▶ [Exercise objective]: Rewrite the entries below, starting at the line containing "Please pin the entryway" and ending at the last line of the entries. Shift every x and y coordinate by adding 49 to it, and keep all other text unchanged.
++++ Record list
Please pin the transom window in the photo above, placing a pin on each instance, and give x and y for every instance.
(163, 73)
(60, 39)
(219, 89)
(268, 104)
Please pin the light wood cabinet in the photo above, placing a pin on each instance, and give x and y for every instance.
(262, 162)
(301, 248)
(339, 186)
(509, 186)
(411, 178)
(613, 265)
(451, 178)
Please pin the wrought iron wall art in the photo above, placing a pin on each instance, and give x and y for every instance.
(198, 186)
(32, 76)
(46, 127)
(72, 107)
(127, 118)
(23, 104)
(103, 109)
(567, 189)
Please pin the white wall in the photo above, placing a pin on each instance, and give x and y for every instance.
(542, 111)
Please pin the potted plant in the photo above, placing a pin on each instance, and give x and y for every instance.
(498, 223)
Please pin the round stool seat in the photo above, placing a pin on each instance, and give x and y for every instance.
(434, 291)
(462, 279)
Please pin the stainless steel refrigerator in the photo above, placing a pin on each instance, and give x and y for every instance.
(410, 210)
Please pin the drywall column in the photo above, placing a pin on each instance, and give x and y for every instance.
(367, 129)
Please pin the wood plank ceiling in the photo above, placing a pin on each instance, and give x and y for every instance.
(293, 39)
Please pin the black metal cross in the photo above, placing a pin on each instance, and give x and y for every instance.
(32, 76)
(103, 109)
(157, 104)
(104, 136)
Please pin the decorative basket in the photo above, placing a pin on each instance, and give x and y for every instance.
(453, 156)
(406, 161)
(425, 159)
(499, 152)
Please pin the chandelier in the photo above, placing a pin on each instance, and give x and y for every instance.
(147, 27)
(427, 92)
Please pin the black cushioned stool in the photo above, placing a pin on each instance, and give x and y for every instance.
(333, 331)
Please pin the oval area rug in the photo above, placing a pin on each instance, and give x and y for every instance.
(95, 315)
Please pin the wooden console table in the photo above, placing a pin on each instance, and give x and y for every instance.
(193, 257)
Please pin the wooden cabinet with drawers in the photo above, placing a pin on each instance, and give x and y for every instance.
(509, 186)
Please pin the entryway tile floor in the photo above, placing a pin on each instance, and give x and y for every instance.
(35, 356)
++++++++
▶ [Finished exercise]:
Please pin the entryway tile floor in the photo above, placing a pin on each instance, and give x and y for every instance.
(84, 405)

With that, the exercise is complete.